- _JOB A_
Count the lines in the records below that contain the string "fence", treating uppercase and lowercase as different, and give only the number.

- _PAGE EXTRACT_
★ ★ ★ ★ ★ ★ ★
As We Mean to Go On

♦ Recently I joined in Sinful Sunday with a picture of me at New Year’s Eve: breasts fully on display and my neck firmly wrapped in a lovely collar. Go ahead, click that link, then you’ll be able to see what I’m talking about. I called it a tease. I promised to tell you the full story soon. This is that.

We’d gone to a party, our whole house. It’s a tradition. Our friends nearby, ex-members of my geeky society, have been hosting a New Year’s party since I first came to Cardiff. It’s great. OK, it’s a little awkward since me and Fractal split up and he and the friends he managed to poison still go, but he’s fairly easy to avoid and frankly these days I don’t pay him and his unplesantness much notice. It’s just great to be around people we don’t see too often, fellow geeks, friends. That said, I’d been up early that morning and was tired. So tired that not long after midnight I was nearly asleep on my chair and feeling a little grumpy.

Maybe I was a tad jealous of the snogging pair nearby who’d just hooked up and still got to feel the thrill of the chase? Maybe I was feeling a bit of post-midnight blues? Maybe I was just dog-tired and pretty drunk? Either way, I’d had enough partying for one night and me and Crush decided to call it a year.

I thought I marred the start of the year a little with that slight bit of sulk, but luckily Crush soon put things right.

As I told you in my earlier teasing post, I’d asked Crush to put a collar on me for the party. Nothing too out-there, nothing too obviously kinky. The collar I chose is slim, pretty comfy and probably passes fairly well as a choker to those who don’t know any better. I like it, though. It was one of our few purchases at Erotica 2011 and it’s very pretty. And frankly, any collar put on me by Crush makes me feel submissive. So he collared me and I wore it happily all party.

When we got home in the wee hours, we went straight upstairs with the intention of bed. I took my clothes off, but, always one to tease and provoke where possible, left my collar on. It looked sexier, I knew, to be naked in just my collar. To be naked except for what he had put on me. And besides, I couldn’t take it off myself. He had put it there and if I took it off myself it just wouldn’t mean anything. If I could take it off myself, I could’ve done so at any time.
★ ★ ★ ★ ★ ★ ★
- _INPUT RECORDS_
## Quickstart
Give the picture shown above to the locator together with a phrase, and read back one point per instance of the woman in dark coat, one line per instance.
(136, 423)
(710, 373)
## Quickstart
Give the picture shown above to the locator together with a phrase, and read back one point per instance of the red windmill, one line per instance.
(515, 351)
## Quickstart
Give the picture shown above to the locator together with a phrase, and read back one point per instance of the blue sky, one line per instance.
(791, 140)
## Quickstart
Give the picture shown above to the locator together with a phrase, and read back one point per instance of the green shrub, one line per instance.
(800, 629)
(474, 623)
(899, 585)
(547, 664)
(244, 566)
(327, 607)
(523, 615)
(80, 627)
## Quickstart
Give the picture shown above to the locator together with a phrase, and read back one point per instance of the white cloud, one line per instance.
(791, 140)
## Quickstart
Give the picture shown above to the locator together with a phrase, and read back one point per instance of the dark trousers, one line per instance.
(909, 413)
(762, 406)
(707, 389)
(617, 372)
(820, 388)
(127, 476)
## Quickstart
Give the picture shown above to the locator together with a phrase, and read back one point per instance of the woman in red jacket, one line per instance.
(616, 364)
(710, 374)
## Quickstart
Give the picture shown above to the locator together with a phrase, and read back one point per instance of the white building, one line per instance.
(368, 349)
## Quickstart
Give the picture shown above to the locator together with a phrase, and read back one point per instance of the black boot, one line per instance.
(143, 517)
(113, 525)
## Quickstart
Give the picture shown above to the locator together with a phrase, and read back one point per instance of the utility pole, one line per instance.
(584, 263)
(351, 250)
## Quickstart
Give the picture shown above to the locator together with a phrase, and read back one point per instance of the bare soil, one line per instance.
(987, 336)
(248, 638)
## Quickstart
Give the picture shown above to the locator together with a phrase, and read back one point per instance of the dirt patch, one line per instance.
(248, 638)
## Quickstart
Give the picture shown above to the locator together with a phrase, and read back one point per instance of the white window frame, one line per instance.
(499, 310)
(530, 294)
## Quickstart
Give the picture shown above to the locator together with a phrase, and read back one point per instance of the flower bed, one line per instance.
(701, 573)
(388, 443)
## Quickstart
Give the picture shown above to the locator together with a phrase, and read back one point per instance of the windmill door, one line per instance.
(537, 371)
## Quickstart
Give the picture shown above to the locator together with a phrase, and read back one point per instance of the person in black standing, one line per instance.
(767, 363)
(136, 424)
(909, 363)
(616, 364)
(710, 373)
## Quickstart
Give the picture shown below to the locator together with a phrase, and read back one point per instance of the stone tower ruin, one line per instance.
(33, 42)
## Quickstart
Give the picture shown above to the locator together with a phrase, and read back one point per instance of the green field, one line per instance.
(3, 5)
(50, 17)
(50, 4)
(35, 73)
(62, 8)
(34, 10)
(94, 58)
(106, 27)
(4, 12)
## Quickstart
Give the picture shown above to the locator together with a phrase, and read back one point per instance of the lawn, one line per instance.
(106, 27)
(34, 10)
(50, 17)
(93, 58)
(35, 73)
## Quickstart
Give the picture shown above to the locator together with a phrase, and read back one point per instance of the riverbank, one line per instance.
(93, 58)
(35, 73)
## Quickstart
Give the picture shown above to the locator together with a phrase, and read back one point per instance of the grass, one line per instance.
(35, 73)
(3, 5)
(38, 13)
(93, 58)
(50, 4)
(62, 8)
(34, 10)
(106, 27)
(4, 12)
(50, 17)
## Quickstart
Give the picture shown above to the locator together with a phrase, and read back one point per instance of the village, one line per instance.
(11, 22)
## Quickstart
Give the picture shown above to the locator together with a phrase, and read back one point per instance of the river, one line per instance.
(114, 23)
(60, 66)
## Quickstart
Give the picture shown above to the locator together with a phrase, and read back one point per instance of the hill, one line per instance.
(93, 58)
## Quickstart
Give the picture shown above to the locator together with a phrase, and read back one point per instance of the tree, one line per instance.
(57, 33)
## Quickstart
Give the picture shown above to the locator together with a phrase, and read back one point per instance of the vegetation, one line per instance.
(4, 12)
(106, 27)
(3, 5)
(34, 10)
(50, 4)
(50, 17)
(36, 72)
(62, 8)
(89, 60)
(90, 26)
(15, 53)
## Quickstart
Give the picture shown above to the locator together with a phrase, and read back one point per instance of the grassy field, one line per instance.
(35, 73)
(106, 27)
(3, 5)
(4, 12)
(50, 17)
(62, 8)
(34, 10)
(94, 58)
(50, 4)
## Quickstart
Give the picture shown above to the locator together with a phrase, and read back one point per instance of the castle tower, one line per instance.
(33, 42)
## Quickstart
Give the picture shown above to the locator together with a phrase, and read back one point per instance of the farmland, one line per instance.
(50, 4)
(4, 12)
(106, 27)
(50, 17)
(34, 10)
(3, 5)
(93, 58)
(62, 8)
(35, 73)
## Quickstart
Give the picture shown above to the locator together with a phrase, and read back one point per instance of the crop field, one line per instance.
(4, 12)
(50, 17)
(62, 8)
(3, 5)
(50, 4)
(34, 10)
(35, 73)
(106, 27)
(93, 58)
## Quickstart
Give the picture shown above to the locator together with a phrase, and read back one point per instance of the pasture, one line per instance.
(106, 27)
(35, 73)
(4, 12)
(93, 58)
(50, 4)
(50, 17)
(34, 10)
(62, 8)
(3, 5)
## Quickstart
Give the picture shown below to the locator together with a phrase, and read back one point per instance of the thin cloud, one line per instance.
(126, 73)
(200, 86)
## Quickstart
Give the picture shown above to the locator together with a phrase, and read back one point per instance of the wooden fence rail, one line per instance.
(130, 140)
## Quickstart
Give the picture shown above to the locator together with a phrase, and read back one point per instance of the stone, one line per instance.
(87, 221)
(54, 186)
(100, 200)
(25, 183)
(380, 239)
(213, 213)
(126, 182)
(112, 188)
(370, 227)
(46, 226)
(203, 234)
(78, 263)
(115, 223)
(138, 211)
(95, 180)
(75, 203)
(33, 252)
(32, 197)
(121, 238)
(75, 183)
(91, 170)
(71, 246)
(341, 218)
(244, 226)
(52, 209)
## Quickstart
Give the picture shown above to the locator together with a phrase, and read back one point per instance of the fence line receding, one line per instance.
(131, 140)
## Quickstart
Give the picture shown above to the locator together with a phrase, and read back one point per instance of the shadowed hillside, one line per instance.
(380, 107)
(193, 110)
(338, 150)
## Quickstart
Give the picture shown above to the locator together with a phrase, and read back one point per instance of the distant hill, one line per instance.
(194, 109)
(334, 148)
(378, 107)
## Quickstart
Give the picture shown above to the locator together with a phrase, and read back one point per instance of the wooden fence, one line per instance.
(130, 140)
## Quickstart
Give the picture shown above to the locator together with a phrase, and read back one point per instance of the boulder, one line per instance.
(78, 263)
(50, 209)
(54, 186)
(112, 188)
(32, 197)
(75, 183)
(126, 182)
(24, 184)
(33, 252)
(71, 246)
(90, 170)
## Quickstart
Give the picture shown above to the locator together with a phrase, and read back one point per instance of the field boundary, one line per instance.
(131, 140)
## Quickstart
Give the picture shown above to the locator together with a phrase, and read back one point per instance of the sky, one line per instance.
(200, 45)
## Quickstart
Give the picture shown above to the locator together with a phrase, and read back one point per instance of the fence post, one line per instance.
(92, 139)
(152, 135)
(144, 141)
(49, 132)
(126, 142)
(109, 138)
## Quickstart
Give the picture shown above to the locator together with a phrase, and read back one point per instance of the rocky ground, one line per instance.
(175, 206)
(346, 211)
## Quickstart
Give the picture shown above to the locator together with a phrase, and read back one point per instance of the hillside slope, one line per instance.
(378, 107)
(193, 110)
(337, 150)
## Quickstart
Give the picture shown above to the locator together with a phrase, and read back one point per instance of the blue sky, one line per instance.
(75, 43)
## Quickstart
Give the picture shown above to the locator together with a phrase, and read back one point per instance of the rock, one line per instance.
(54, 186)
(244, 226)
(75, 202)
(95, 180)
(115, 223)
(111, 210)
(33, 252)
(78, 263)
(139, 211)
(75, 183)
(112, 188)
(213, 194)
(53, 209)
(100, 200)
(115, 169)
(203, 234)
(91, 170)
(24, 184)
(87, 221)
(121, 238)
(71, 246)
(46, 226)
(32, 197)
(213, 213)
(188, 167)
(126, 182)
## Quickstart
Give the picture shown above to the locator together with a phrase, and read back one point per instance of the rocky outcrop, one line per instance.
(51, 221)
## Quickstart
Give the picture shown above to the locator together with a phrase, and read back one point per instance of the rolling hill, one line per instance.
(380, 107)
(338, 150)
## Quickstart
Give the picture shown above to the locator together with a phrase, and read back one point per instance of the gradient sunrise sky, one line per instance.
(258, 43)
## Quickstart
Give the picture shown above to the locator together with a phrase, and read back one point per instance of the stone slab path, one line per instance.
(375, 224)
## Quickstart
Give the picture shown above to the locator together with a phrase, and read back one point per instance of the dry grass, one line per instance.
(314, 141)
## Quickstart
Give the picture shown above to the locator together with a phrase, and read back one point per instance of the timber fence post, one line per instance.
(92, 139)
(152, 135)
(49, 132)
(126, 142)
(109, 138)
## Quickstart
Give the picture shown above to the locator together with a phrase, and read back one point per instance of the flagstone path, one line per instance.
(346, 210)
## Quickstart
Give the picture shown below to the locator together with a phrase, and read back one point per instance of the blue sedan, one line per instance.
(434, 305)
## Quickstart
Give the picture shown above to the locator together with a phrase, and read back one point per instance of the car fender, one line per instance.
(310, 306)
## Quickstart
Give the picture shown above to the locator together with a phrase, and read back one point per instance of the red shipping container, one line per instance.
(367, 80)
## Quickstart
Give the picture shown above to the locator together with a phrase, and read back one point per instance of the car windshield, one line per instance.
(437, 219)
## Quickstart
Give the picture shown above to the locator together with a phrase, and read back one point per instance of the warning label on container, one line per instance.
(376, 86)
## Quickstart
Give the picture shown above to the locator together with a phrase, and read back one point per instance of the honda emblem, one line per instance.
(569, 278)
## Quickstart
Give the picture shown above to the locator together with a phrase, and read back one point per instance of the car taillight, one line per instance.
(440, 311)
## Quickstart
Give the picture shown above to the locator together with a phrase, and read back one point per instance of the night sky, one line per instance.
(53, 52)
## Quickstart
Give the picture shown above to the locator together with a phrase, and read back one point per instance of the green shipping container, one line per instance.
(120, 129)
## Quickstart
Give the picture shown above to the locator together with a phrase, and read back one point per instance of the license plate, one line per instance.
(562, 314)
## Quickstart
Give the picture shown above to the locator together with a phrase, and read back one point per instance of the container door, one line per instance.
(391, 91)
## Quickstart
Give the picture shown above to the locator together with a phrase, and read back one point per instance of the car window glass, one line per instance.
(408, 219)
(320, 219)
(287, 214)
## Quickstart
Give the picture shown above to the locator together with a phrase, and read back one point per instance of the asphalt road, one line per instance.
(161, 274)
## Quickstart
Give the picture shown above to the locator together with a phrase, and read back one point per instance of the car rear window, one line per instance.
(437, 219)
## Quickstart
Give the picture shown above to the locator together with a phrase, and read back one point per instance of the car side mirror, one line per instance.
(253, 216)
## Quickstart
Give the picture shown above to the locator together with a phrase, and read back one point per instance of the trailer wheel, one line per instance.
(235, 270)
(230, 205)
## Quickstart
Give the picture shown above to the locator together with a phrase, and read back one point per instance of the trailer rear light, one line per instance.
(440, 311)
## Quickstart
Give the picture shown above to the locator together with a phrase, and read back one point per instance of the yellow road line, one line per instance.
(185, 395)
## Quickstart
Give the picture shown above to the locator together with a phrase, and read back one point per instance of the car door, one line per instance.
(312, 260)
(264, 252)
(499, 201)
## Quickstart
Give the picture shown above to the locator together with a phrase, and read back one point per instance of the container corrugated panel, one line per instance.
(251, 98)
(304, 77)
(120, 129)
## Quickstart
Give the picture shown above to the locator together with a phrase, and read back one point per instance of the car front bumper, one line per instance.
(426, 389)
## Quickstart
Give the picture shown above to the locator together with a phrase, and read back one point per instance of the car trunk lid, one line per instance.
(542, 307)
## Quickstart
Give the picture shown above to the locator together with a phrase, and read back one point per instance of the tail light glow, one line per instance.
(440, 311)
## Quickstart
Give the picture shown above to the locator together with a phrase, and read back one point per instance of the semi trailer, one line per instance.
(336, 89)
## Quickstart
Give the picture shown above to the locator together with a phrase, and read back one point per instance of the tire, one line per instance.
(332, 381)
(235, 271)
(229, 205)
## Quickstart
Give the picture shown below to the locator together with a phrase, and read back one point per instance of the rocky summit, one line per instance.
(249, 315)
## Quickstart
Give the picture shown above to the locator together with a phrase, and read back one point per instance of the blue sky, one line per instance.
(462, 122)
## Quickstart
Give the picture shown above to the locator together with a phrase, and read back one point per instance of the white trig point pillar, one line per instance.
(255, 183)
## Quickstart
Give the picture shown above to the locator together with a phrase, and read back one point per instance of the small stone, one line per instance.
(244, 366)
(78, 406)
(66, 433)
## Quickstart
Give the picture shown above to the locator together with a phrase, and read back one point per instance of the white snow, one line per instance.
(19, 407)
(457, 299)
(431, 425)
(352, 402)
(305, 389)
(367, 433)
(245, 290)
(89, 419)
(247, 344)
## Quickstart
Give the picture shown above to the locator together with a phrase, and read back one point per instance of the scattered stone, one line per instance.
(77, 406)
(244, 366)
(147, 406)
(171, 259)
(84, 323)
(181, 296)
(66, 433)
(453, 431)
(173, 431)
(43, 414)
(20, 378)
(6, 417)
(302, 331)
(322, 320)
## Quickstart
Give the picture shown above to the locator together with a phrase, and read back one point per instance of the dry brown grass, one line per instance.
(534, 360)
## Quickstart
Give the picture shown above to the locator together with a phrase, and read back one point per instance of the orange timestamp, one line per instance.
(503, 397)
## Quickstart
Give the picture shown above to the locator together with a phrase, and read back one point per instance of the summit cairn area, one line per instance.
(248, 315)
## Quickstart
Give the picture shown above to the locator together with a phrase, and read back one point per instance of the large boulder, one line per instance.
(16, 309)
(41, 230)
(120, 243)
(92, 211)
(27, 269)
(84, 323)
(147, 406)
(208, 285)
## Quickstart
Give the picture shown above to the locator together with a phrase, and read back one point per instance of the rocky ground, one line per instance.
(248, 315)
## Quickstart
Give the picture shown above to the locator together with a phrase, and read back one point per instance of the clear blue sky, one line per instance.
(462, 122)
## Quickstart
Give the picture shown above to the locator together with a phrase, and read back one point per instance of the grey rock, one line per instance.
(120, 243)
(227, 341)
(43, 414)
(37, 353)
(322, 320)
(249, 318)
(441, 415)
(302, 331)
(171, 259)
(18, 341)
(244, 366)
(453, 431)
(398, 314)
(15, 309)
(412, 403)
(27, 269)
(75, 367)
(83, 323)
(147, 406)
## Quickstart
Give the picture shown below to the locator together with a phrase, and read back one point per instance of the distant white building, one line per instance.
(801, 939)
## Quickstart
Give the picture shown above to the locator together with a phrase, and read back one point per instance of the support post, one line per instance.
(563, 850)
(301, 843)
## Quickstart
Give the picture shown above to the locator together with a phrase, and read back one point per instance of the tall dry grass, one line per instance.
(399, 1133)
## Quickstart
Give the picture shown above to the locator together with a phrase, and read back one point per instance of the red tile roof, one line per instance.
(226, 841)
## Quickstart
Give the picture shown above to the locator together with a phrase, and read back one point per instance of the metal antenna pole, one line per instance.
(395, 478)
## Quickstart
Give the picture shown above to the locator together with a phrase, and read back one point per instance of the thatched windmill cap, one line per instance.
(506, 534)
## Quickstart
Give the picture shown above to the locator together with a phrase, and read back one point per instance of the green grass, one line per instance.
★ ★ ★ ★ ★ ★ ★
- _JOB B_
Retype the part of the New Year's party post above starting at "I thought I" and ending at "happily all party.".

- _RIGHT ANSWER A_
5

- _RIGHT ANSWER B_
I thought I marred the start of the year a little with that slight bit of sulk, but luckily Crush soon put things right.

As I told you in my earlier teasing post, I’d asked Crush to put a collar on me for the party. Nothing too out-there, nothing too obviously kinky. The collar I chose is slim, pretty comfy and probably passes fairly well as a choker to those who don’t know any better. I like it, though. It was one of our few purchases at Erotica 2011 and it’s very pretty. And frankly, any collar put on me by Crush makes me feel submissive. So he collared me and I wore it happily all party.